#### WORK TO DO
1: In the Laravel Moat article, rewrite the part from "For years, open" up to and including "decode the attack.", changing "package ecosystem" to "software supply chain".
2: Put this sentence from the Laravel Moat article into Spanish: "The backdoor enabled SSH remote code execution and was scored CVSS 10.0 (a perfect ten)."

#### EXTRACT PROVIDED
start

Securing Your Laravel Packages with Laravel Moat

By Peter Fox

Three days before the Laravel-Lang supply chain attack, Nuno Maduro released Laravel Moat. That timing probably wasn't a coincidence.

This guide covers what Moat is, why it exists, and how to set it up if you maintain any public PHP package.


The supply chain crisis nobody took seriously enough

For years, open source security researchers warned that the package ecosystem was a prime target. Most maintainers acknowledged it and moved on.

Then, in 2018, the event-stream npm package (downloaded 1.5 million times per week) was silently handed to a malicious actor. The new "maintainer" added a dependency whose payload was hidden in the minified npm upload, invisible in the GitHub source. It targeted a Bitcoin wallet. The package's own description string was the AES-256 key to decode the attack.

In March 2024, xz-utils raised the stakes. A state-linked actor spent two and a half years building credibility as a legitimate maintainer of the xz compression library before slipping a backdoor into the release tarballs in versions 5.6.0 and 5.6.1. The backdoor enabled SSH remote code execution and was scored CVSS 10.0 (a perfect ten). It was caught almost by accident when a Microsoft engineer noticed that sshd login times were slightly slower than expected on a bleeding-edge Debian build.

end

(Dataset rows)
start

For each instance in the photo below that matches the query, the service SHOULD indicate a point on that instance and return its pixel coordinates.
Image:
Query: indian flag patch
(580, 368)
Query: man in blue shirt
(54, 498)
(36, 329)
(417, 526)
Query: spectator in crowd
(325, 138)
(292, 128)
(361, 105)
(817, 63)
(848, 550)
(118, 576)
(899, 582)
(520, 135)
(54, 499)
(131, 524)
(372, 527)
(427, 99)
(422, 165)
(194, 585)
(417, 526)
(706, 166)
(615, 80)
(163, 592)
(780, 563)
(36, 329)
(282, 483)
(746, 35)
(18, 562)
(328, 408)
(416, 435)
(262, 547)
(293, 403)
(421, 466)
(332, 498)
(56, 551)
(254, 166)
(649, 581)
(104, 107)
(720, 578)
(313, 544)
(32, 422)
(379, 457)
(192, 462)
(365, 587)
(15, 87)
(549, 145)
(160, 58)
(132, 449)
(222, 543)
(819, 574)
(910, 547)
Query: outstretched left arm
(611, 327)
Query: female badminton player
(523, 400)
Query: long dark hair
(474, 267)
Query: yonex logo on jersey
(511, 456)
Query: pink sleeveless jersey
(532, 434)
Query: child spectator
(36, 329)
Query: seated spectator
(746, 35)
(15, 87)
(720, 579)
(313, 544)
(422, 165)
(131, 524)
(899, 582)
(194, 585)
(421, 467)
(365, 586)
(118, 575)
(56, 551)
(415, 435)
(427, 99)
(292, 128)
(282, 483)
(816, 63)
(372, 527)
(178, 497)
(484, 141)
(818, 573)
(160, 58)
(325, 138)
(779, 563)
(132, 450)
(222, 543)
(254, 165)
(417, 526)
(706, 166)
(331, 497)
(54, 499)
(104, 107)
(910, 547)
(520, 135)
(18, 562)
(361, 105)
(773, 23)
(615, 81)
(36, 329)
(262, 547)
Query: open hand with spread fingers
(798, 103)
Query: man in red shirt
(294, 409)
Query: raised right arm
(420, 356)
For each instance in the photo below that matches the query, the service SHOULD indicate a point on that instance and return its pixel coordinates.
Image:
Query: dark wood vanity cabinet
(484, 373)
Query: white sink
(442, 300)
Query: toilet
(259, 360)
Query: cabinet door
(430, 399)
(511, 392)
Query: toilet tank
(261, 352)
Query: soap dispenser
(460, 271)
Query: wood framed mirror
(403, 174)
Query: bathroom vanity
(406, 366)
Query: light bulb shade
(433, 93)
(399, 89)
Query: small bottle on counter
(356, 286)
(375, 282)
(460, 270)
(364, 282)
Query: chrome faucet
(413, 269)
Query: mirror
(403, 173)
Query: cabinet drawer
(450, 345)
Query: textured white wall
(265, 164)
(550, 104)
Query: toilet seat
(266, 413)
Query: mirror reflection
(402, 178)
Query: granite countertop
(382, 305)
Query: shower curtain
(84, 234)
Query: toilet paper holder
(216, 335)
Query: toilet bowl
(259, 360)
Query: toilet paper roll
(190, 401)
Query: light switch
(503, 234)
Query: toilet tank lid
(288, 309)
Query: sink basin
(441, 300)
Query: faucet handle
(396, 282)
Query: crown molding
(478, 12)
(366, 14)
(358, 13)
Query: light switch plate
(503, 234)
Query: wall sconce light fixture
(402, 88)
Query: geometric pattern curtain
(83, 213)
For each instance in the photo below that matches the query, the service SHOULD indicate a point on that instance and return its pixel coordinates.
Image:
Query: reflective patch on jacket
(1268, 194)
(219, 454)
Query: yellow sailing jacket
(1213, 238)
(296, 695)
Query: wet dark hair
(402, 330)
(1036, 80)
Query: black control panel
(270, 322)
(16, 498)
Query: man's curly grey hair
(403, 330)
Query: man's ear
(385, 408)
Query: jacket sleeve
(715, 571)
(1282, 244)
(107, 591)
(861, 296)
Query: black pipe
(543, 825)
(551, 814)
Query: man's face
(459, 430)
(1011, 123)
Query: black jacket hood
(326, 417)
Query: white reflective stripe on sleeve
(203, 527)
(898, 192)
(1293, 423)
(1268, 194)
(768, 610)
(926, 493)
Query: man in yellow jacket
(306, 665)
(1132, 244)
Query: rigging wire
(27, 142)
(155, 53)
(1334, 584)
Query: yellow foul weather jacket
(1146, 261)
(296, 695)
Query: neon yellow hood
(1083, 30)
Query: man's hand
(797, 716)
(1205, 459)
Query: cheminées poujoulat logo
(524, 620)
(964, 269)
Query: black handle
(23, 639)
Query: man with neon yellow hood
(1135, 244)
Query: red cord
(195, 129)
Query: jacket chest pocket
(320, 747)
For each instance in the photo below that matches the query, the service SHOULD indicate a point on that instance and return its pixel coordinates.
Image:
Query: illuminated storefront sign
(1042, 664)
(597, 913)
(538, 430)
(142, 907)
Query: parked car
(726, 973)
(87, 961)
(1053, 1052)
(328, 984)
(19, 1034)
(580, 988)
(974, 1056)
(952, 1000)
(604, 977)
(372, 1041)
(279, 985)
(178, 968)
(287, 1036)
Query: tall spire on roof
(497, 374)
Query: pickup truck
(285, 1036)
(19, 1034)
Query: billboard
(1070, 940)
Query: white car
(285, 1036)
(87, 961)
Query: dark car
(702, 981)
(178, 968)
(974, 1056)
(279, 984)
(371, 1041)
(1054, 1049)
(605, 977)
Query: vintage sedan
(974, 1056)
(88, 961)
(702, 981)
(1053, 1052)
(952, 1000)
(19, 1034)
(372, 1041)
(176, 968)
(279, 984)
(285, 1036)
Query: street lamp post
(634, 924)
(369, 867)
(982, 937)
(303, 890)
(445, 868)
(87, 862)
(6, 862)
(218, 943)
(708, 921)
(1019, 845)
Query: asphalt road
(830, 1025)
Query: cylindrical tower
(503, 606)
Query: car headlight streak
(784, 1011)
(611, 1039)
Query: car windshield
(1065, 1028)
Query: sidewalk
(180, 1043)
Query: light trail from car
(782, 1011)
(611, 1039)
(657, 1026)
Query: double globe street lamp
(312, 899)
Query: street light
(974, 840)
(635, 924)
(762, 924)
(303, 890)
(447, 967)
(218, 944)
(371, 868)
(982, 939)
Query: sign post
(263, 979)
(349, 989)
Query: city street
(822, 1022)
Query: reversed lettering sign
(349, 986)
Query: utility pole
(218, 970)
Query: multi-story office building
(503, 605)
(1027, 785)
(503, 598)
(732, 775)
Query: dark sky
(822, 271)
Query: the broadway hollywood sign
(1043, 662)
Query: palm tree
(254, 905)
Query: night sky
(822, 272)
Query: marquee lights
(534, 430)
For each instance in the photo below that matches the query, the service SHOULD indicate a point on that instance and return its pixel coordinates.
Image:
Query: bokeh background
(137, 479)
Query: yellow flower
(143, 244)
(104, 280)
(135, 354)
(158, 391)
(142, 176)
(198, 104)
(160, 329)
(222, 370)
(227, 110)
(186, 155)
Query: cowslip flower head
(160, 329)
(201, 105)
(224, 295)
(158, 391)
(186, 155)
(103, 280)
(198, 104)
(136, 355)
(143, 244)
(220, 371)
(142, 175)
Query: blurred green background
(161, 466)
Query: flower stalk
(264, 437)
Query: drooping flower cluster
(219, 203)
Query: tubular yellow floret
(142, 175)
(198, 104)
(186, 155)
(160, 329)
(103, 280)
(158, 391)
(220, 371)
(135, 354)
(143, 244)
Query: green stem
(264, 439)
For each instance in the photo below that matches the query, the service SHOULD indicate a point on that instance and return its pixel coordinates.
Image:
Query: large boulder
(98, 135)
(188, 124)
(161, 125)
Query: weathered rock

end

#### EXERCISE ANSWERS
1:
For years, open source security researchers warned that the software supply chain was a prime target. Most maintainers acknowledged it and moved on.

Then, in 2018, the event-stream npm package (downloaded 1.5 million times per week) was silently handed to a malicious actor. The new "maintainer" added a dependency whose payload was hidden in the minified npm upload, invisible in the GitHub source. It targeted a Bitcoin wallet. The package's own description string was the AES-256 key to decode the attack.

2: La puerta trasera permitía la ejecución remota de código por SSH y recibió una puntuación CVSS de 10.0 (un diez perfecto).